PEDIDO 1 | Transcreva o trecho da reportagem sobre crianças nas regiões portuárias que começa em "A equipe do" e segue até "em regiões portuárias.".

Ao desembarcar de transatlânticos para assistir aos jogos da Copa do Mundo, os turistas vão se deparar com o abandono da infância brasileira. Nos portos das cidades-sede do Mundial de futebol, meninas seminuas vendem os corpos em troca de um prato de comida. Garotos franzinos carregam malas e vendem bugingangas para sobreviver. Jovens moradores de rua fumam crack à beira-mar para tentar fugir da rotina de desamparo e de desespero. O governo modernizou a estrutura das regiões portuárias, mas não conseguiu acabar com a violação dos direitos das crianças nessas áreas. Os terminais marítimos e fluviais de todo o Brasil são pontos para a exploração sexual de adolescentes, o trabalho infantil e o uso de drogas.
A equipe do Estado de Minas viajou 8 mil quilômetros e visitou quatro capitais para conhecer a realidade de quem vive em áreas onde o crescimento econômico nem sempre é sinônimo de avanço social. A partir de hoje, o EM publica a série de reportagens Cais do abandono, que mostrará os principais abusos sofridos por crianças e adolescentes em regiões portuárias.
O governo federal estima em R$ 33 bilhões os investimentos em infraestrutura realizados para a Copa do Mundo em todas as cidades-sede. Já o repasse para o combate à exploração sexual infantil no ano passado ficou em R$ 1,3 milhão – o equivalente a 0,03% da despesa total em obras.

TRECHOS DE DADOS |
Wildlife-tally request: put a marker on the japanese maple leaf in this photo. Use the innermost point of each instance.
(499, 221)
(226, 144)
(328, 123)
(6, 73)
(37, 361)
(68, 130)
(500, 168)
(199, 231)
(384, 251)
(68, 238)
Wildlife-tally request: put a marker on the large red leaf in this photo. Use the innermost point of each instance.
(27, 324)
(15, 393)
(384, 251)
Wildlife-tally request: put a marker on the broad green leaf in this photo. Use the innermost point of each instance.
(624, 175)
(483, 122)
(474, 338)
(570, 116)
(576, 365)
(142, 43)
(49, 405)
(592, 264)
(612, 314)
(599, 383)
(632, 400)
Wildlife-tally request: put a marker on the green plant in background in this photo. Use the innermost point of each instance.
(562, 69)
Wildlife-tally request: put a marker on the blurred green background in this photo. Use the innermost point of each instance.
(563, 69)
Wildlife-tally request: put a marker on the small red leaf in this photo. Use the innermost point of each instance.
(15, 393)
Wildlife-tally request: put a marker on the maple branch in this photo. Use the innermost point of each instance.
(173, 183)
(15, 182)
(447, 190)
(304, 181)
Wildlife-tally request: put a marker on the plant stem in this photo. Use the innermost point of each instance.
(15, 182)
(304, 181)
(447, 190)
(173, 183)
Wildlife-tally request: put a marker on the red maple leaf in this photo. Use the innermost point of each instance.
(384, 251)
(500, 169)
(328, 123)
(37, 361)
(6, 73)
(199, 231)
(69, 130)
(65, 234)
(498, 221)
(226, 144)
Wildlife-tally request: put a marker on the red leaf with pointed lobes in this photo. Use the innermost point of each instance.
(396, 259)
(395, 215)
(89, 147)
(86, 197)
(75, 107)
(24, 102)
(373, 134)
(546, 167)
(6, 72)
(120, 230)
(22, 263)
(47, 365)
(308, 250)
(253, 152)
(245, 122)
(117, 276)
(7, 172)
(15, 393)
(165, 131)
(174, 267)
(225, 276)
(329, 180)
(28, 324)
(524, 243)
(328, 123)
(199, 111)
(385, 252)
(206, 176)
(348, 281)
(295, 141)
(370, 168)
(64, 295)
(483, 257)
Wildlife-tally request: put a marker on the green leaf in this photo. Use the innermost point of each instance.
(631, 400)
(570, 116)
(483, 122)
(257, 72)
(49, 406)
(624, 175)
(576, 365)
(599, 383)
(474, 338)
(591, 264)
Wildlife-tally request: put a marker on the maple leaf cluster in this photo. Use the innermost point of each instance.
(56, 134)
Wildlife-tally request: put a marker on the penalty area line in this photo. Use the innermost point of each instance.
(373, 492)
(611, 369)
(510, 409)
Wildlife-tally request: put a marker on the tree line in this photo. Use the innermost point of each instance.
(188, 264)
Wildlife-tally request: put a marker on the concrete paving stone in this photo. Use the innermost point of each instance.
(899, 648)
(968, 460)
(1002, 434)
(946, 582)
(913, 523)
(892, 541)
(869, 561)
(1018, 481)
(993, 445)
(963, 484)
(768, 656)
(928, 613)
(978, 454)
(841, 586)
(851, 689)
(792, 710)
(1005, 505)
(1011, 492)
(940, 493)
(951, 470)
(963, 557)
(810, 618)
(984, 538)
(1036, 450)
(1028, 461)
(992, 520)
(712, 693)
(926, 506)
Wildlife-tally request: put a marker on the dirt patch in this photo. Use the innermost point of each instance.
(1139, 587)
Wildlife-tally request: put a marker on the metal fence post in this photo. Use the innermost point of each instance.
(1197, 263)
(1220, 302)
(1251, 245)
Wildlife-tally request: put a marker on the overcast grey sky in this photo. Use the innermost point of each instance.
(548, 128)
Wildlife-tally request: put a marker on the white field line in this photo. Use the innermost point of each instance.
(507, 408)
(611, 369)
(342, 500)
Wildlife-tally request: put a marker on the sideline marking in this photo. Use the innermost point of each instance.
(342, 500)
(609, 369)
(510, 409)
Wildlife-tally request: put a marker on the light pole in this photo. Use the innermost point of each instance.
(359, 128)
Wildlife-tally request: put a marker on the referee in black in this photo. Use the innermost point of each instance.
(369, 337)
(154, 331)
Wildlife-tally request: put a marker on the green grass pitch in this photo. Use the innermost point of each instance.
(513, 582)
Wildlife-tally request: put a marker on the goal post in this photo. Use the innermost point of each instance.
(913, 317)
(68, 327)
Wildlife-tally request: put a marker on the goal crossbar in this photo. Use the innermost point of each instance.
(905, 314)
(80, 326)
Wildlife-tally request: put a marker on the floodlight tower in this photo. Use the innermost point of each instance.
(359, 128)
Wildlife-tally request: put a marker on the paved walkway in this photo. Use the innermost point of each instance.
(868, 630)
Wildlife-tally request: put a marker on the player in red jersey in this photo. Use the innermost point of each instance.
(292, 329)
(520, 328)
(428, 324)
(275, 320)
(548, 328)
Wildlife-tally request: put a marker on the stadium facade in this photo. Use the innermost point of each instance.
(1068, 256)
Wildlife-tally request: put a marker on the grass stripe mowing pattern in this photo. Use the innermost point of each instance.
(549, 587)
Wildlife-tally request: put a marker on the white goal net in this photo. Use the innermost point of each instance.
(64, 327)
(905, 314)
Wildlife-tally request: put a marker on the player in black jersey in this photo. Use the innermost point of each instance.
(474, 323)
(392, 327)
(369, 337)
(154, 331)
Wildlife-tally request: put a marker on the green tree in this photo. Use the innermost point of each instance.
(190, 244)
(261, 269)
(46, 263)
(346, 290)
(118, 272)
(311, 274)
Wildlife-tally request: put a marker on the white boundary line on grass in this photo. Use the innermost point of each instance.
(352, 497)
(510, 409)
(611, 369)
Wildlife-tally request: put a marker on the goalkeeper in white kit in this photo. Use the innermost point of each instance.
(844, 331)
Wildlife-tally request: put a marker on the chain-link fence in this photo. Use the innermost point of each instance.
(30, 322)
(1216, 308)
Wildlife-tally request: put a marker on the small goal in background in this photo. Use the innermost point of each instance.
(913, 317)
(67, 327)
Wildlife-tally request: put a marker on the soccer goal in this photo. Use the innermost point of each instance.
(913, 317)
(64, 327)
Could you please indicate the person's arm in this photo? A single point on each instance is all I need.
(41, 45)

PEDIDO 2 | Por favor, selecione todas as linhas dos registros que contêm a palavra "small". Diferencie maiúsculas de minúsculas.

SOLUÇÃO 1 |
A equipe do Estado de Minas viajou 8 mil quilômetros e visitou quatro capitais para conhecer a realidade de quem vive em áreas onde o crescimento econômico nem sempre é sinônimo de avanço social. A partir de hoje, o EM publica a série de reportagens Cais do abandono, que mostrará os principais abusos sofridos por crianças e adolescentes em regiões portuárias.

SOLUÇÃO 2 |
Wildlife-tally request: put a marker on the small red leaf in this photo. Use the innermost point of each instance.
Wildlife-tally request: put a marker on the small goal in background in this photo. Use the innermost point of each instance.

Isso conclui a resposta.